The answer should consist of every record, reproduced exactly.

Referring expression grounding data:
● ● ●

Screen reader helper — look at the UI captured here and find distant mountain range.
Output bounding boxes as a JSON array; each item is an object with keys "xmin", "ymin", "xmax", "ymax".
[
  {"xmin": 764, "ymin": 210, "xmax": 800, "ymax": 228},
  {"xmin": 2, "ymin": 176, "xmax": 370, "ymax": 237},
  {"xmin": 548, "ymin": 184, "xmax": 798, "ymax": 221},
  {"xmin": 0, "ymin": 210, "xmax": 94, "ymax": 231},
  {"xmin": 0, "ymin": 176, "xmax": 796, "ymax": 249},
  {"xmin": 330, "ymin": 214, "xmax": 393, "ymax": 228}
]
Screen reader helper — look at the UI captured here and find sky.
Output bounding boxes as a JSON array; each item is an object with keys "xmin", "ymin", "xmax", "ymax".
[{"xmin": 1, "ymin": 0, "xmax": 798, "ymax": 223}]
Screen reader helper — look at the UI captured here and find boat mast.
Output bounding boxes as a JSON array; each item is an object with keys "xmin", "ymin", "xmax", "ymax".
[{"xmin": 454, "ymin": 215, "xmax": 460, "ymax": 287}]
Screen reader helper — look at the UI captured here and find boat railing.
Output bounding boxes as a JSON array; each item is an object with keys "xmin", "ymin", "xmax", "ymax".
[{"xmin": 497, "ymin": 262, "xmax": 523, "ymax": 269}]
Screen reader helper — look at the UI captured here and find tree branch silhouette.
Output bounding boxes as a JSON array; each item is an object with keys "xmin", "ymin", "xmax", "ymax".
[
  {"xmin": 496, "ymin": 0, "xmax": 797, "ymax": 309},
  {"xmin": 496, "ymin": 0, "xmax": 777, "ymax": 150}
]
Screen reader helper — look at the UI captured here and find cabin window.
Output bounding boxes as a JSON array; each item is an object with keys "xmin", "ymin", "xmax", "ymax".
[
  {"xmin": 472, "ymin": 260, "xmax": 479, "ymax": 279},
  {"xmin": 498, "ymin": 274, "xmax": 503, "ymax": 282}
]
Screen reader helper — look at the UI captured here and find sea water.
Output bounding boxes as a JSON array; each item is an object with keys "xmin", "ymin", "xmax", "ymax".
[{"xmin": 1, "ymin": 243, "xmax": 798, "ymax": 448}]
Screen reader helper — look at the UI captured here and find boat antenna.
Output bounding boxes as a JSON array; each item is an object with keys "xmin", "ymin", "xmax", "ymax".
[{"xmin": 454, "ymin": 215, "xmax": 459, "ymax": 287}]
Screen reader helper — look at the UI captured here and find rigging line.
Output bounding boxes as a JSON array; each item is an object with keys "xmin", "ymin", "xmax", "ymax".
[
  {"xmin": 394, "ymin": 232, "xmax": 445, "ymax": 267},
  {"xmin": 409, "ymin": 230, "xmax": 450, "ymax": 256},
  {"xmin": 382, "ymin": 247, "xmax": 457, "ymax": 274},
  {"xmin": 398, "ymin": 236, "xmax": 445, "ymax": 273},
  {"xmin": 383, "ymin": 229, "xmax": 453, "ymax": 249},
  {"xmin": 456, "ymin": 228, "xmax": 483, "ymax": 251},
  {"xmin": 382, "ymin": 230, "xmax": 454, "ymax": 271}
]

● ● ●

Answer below ▸
Screen reader helper — look at the UI captured here and find distant mountain range.
Output bounding boxes as a JSON array; each item is an object with keys "xmin", "ymin", "xmax", "ymax".
[
  {"xmin": 764, "ymin": 210, "xmax": 800, "ymax": 228},
  {"xmin": 2, "ymin": 176, "xmax": 370, "ymax": 237},
  {"xmin": 548, "ymin": 184, "xmax": 798, "ymax": 221},
  {"xmin": 0, "ymin": 210, "xmax": 94, "ymax": 231},
  {"xmin": 0, "ymin": 176, "xmax": 796, "ymax": 249},
  {"xmin": 330, "ymin": 214, "xmax": 393, "ymax": 228}
]
Screen reader helper — look at the UI captured here and find sky.
Output bounding boxes as a JSON array; each item is an object with keys "xmin", "ymin", "xmax", "ymax".
[{"xmin": 1, "ymin": 0, "xmax": 798, "ymax": 223}]
Screen reader helper — look at the UI captured here and find boat mast.
Output bounding boxes as a JSON array; each item is an object with keys "xmin", "ymin", "xmax", "ymax".
[{"xmin": 454, "ymin": 215, "xmax": 460, "ymax": 287}]
Screen reader helper — look at the UI captured here and find boat railing.
Output bounding boxes as a JSON array; each item is an object with keys "xmin", "ymin", "xmax", "ymax".
[{"xmin": 497, "ymin": 262, "xmax": 523, "ymax": 269}]
Screen reader helper — look at the UI captured here and find tree branch silhouette.
Output bounding boxes as a JSON array; each item is an object with keys "xmin", "ymin", "xmax", "ymax".
[
  {"xmin": 496, "ymin": 0, "xmax": 797, "ymax": 309},
  {"xmin": 496, "ymin": 0, "xmax": 777, "ymax": 150}
]
Screen reader helper — look at the UI captured here and find cabin window.
Output bounding boxes as a JSON array; each item is an object with keys "xmin", "ymin", "xmax", "ymax".
[
  {"xmin": 472, "ymin": 260, "xmax": 479, "ymax": 279},
  {"xmin": 498, "ymin": 274, "xmax": 503, "ymax": 282}
]
Screen reader helper — look at the UI captured here and find sea water.
Output bounding boxes as a JSON array; each item is an object with keys "xmin", "ymin", "xmax", "ymax".
[{"xmin": 1, "ymin": 243, "xmax": 798, "ymax": 448}]
Screen reader helper — look at the UI captured here and find boat antenna.
Output bounding boxes as a JSON array; each item is an object with keys "xmin", "ymin", "xmax", "ymax".
[{"xmin": 454, "ymin": 215, "xmax": 459, "ymax": 287}]
Screen reader helper — look at the UI captured here and find rigging line.
Output bounding boxes as a JSON array; each item is an object with keys "xmin", "ymin", "xmax", "ymax".
[
  {"xmin": 394, "ymin": 232, "xmax": 445, "ymax": 267},
  {"xmin": 409, "ymin": 230, "xmax": 450, "ymax": 256},
  {"xmin": 382, "ymin": 247, "xmax": 457, "ymax": 274},
  {"xmin": 398, "ymin": 236, "xmax": 445, "ymax": 273},
  {"xmin": 383, "ymin": 229, "xmax": 453, "ymax": 249},
  {"xmin": 456, "ymin": 228, "xmax": 483, "ymax": 251},
  {"xmin": 382, "ymin": 230, "xmax": 454, "ymax": 271}
]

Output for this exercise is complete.